> **Work task**
Using the passage on shared DNA, answer each question briefly.
(a) About how long ago does the passage say humans, bonobos and chimpanzees separated?
(b) Roughly what share of their DNA do humans have in common with birds?
(c) What is the human version of the worm heart-development gene important for?
[[ Excerpted passage open ]]
Our closest relative is the bonobo followed by very little difference by the chimpanzee we share a amazing 98.9% and 98.5% respectively of our DNA with them!! and they share around the same percentage between themselves, however we have 1.6% of our DNA that we share with Bonobos but not with Chimpanzee and the same amount we share with Chimpanzee and not Bonobos, what suggests that the 3 species separated a while back around 4 million years ago.
Scientist are not entirely sure what the differences in DNA in the three species today is, but they seems to think they are related to perception of social clues, regulate immune responses and tumor suppression genes.
We also share about 50% of our DNA with a banana and also have many genes that structurally are similar to those from Sponges too! By this I mean the following: The major hypothesis that underlies Darwin’s theories of evolution is the tree of life. Taken to its logical conclusion it means that eukaryotic life can should be able to be traced back to the Last Common ancestor which is why the search has included understanding and looking at even single celled organisms called Achaea found most often in hot thermal vents at the bottom of the Ocean. From that life emerged in a multi-cellular form first most likely something similar to the Choanoflagellates we find today (see https://en.wikipedia.org/wiki/Choanoflagellate ). Next step took place during the Cambrian explosion over 550 million years ago when life forms of amazing diversity arose that eventually became the Metazoan lineage (animals) with a body plan that is still retained to this day! Sponges were an early off-shoot that came sooner then this stage as the fossil records tell us but survive to this day due to their lifestyle and wide niche in which they are found.
To make the goose centric answer (seeing as damselfly has already given you the correct answer). Humans share a lot of DNA with birds (~65%) depite diverging over 300 million years ago.
The amount of shared DNA may surprise you, but consider that humans have some of the same proteins that bananas have. It may also be that genes that are shared by banana, human and fruit fly may have what look like different functions.
For example, a gene in the worm C. elegans involved in development of the heart is similar to a gene in fruit flies that makes female fruit flies receptive to males for mating. A version of this gene in humans is important in hearing. All because the protein that the gene makes performs a function that is important in lots of processes in different animals.
[[ Excerpted passage closed ]]
[[ Supplied data open ]]
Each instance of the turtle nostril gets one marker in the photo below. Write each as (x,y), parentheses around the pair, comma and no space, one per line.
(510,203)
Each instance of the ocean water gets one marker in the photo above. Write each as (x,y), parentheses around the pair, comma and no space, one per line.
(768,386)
[[ Supplied data closed ]]
> **Response area**
(a) Around 4 million years ago.
(b) About 65%.
(c) Hearing.